— Begin RAW RECORDS —

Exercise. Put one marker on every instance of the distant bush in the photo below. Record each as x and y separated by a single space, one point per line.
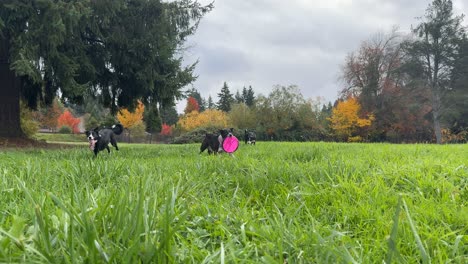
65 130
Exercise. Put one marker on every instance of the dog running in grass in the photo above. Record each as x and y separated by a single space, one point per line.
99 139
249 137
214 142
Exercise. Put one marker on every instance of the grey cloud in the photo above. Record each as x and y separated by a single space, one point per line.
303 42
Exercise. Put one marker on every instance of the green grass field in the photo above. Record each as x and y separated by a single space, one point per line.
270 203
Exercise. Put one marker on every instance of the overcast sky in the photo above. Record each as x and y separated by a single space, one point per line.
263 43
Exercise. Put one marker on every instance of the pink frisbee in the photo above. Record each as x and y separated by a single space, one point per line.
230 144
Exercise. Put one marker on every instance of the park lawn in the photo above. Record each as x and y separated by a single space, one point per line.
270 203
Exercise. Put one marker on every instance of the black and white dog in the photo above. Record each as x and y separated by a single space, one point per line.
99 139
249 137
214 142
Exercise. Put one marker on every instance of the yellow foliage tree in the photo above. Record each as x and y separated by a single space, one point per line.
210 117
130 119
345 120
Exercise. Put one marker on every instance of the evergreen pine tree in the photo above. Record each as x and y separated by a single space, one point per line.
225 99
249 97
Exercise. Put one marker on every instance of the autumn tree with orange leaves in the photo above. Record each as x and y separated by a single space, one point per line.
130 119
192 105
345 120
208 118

— End RAW RECORDS —
— Begin RAW RECORDS —

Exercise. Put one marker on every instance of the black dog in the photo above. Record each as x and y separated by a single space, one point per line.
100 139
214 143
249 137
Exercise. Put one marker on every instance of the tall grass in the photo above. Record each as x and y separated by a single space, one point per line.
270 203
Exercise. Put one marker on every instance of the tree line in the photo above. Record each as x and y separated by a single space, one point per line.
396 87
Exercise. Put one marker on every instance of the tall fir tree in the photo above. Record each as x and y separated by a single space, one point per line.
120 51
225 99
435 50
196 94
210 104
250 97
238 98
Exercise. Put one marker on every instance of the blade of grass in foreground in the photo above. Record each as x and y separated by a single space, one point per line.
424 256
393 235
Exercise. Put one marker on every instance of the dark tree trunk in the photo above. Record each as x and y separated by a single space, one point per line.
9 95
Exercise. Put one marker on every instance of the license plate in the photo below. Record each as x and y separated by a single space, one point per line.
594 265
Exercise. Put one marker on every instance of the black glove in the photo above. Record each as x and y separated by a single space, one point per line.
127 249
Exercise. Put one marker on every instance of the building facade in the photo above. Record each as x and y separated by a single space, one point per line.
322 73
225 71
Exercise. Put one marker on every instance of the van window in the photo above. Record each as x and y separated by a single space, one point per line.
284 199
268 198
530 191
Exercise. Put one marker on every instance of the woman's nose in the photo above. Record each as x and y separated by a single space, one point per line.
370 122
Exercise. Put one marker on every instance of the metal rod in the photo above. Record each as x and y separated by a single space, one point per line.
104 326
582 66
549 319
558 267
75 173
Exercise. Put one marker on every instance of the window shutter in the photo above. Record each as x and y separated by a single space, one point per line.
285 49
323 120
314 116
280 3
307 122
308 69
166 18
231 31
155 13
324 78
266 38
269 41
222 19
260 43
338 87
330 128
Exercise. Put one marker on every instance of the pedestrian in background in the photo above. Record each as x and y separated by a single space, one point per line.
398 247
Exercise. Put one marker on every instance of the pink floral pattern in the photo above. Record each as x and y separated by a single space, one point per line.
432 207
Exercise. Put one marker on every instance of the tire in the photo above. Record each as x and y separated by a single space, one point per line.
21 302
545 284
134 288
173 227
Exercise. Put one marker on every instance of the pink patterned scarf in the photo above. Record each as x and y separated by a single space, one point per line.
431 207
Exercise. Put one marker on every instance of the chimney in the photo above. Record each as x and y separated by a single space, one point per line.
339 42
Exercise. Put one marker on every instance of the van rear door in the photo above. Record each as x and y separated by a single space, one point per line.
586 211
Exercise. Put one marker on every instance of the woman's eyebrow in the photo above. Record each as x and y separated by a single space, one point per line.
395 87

— End RAW RECORDS —

**AIM OF THE TASK:** Count the lines in the listing above that contain the string "below", matching case exactly. Reply with the number only.

**ANSWER TO THIS PROBLEM:** 2